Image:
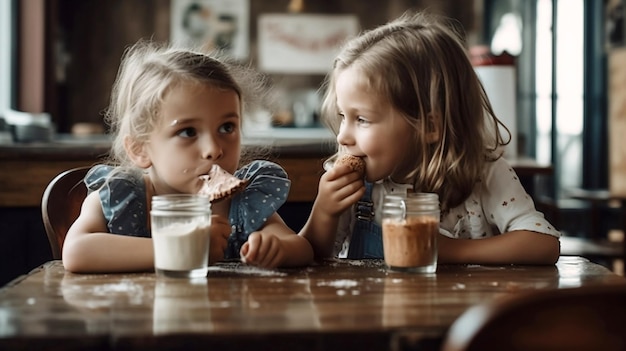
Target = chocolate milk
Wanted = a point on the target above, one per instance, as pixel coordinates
(410, 229)
(410, 242)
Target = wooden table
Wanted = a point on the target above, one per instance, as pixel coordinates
(335, 305)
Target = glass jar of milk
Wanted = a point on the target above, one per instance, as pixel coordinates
(181, 235)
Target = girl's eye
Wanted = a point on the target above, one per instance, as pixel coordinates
(362, 120)
(187, 133)
(227, 128)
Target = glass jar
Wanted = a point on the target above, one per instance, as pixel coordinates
(181, 234)
(410, 230)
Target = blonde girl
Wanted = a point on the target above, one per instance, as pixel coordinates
(405, 98)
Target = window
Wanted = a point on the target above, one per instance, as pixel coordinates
(6, 55)
(561, 87)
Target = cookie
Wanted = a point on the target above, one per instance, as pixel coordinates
(354, 162)
(219, 184)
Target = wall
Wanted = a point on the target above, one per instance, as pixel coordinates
(89, 38)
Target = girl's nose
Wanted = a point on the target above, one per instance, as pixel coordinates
(344, 137)
(211, 150)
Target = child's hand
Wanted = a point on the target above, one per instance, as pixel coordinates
(339, 188)
(263, 249)
(220, 231)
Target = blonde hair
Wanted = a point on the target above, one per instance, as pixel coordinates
(147, 73)
(419, 64)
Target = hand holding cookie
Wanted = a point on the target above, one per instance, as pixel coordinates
(219, 184)
(354, 162)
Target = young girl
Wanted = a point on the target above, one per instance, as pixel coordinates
(174, 114)
(404, 97)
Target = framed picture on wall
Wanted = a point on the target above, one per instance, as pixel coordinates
(212, 25)
(304, 44)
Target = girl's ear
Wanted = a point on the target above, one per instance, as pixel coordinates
(433, 130)
(136, 152)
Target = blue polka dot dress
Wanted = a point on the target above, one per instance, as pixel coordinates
(123, 199)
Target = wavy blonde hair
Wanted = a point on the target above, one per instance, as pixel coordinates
(147, 73)
(419, 63)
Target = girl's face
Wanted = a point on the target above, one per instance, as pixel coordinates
(200, 125)
(370, 127)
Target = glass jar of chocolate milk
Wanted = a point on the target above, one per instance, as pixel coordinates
(410, 229)
(180, 225)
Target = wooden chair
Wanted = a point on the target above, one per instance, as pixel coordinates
(589, 318)
(60, 206)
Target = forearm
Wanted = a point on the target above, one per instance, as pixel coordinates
(519, 247)
(104, 252)
(320, 230)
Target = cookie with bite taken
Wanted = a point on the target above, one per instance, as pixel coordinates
(219, 184)
(355, 163)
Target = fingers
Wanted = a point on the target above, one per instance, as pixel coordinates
(262, 249)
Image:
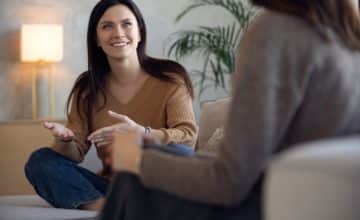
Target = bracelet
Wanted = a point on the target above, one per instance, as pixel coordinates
(147, 130)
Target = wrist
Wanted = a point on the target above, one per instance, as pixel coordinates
(147, 130)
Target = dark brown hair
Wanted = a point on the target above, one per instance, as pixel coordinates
(339, 15)
(91, 83)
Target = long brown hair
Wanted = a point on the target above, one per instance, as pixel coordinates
(91, 83)
(339, 15)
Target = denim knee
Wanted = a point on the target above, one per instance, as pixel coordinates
(38, 163)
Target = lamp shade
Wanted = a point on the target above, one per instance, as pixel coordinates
(41, 43)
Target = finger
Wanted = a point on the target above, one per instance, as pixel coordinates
(151, 139)
(101, 131)
(48, 125)
(103, 143)
(120, 117)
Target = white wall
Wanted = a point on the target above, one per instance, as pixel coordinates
(15, 80)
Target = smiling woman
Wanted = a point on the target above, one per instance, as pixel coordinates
(122, 89)
(118, 33)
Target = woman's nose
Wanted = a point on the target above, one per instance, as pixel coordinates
(118, 31)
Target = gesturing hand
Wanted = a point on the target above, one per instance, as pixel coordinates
(126, 120)
(59, 131)
(104, 136)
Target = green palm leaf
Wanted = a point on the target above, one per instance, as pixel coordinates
(216, 44)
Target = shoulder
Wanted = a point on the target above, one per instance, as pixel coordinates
(175, 81)
(167, 88)
(282, 31)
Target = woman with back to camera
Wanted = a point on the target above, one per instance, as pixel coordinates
(297, 80)
(123, 88)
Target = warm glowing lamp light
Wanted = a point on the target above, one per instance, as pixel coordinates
(42, 44)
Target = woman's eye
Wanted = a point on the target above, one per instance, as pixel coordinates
(127, 24)
(106, 26)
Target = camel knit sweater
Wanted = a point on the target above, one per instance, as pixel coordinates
(162, 105)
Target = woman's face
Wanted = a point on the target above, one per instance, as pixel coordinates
(118, 33)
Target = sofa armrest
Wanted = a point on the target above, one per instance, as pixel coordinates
(315, 181)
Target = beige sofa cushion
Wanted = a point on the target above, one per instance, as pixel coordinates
(213, 116)
(315, 181)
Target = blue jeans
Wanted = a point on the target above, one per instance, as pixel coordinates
(61, 182)
(64, 184)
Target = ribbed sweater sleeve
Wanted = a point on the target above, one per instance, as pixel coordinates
(180, 119)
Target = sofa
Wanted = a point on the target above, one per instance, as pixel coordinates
(315, 181)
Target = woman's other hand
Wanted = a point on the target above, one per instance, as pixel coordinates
(59, 131)
(123, 119)
(104, 136)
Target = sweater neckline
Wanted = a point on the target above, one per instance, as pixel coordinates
(138, 93)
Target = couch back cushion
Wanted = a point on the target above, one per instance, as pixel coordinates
(213, 116)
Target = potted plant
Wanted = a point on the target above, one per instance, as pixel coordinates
(216, 44)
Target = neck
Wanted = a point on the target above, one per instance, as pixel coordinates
(125, 71)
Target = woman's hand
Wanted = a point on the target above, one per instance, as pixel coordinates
(59, 131)
(104, 136)
(123, 119)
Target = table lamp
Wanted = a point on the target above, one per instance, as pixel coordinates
(42, 45)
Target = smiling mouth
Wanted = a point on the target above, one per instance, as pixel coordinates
(119, 44)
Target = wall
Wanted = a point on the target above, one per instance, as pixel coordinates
(15, 80)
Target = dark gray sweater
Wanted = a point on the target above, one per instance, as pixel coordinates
(290, 87)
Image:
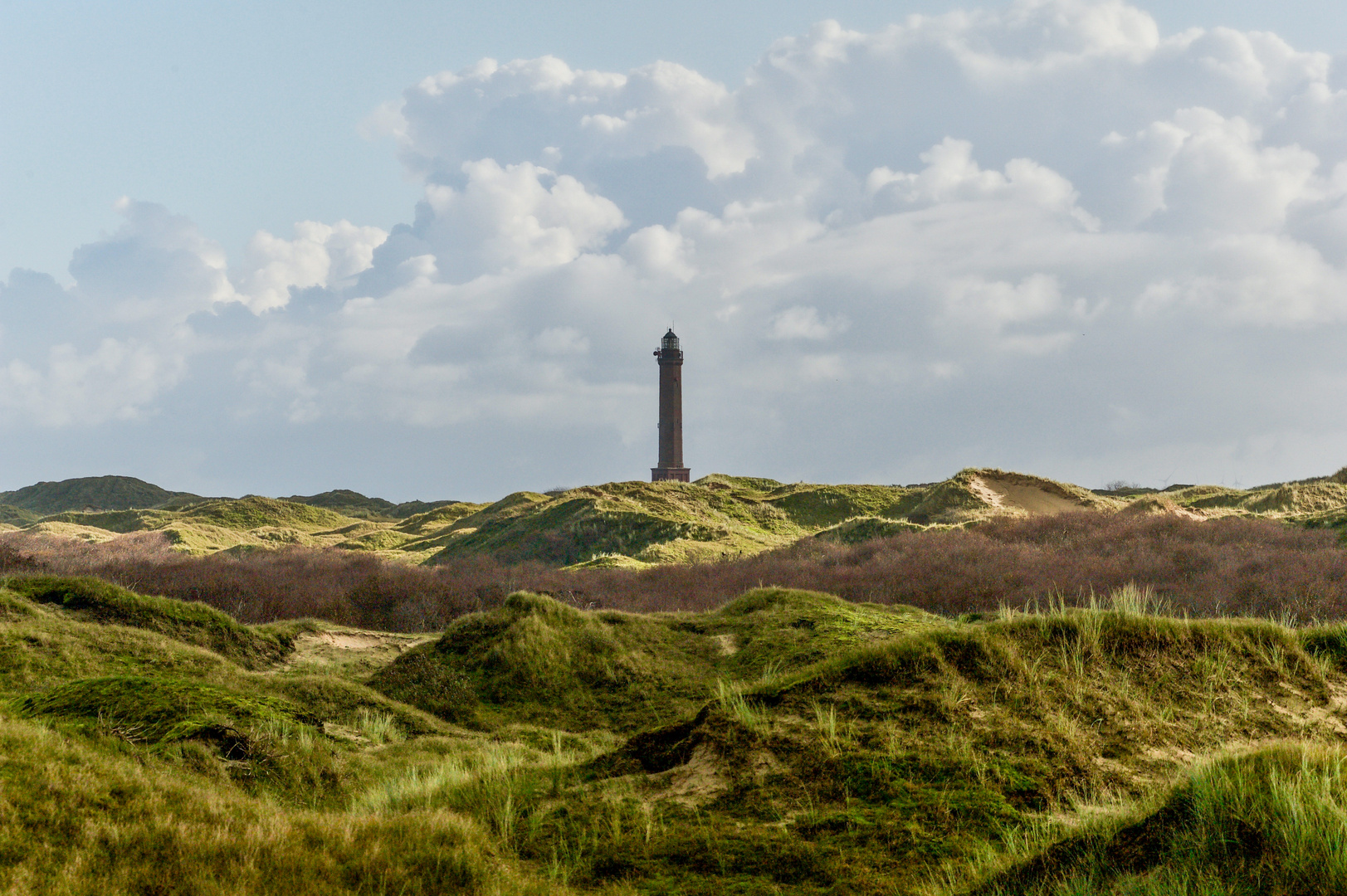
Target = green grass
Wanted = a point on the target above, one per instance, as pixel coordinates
(82, 820)
(1265, 821)
(787, 743)
(155, 710)
(713, 519)
(93, 600)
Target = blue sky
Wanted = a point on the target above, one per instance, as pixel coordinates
(1102, 324)
(246, 114)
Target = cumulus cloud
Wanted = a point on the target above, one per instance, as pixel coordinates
(958, 207)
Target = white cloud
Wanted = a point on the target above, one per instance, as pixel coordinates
(985, 202)
(320, 255)
(804, 324)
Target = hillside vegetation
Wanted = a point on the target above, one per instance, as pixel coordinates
(620, 524)
(784, 743)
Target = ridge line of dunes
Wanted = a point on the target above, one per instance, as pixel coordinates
(622, 524)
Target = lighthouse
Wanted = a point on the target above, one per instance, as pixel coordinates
(671, 412)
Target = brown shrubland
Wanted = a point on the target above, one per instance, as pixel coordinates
(1215, 567)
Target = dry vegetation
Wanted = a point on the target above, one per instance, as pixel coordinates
(1203, 567)
(1149, 701)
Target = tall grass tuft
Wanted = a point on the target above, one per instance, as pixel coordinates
(378, 728)
(730, 699)
(1203, 567)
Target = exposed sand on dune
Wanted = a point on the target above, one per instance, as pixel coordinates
(352, 648)
(1007, 494)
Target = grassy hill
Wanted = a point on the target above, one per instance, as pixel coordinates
(786, 743)
(628, 523)
(93, 494)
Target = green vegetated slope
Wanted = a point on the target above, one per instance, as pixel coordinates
(134, 760)
(629, 524)
(787, 743)
(93, 492)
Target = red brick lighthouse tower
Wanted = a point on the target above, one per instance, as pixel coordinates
(671, 414)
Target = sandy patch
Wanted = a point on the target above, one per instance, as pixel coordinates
(700, 779)
(352, 648)
(1024, 499)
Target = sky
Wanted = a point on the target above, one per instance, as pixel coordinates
(426, 250)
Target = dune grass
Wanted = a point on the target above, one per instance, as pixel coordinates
(784, 743)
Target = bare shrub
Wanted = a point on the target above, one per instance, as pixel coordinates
(1230, 566)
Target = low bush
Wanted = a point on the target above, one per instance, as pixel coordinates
(1213, 567)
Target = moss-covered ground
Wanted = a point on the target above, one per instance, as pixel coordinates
(786, 743)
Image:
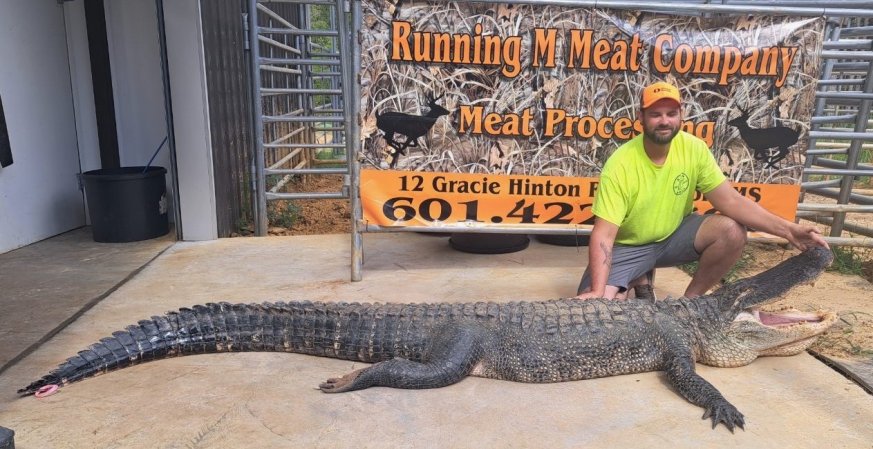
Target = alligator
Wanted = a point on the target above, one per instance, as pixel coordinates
(438, 344)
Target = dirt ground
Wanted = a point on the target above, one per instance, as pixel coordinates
(850, 295)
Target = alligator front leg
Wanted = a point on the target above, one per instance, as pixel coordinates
(681, 374)
(451, 357)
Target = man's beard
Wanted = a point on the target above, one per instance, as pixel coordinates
(659, 138)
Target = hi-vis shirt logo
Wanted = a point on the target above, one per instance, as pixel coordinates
(680, 184)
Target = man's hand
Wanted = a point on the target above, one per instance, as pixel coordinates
(803, 237)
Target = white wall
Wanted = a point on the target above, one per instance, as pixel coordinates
(83, 87)
(39, 195)
(134, 53)
(191, 119)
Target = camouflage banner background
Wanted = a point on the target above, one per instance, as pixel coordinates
(552, 91)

— What you will do —
In the listing above, find the line with "Target = wavy blonde hair" and the line with "Target = glass jar of chocolate milk". Output those two lines and every line between them, exactly as written.

— Exercise response —
Target = wavy blonde hair
Wanted = a point on the target above, one per instance, as pixel coordinates
(147, 73)
(419, 63)
Target = girl's face
Wanted = a point on the target above, one per instance, as pixel coordinates
(200, 125)
(370, 127)
Target = glass jar of chocolate milk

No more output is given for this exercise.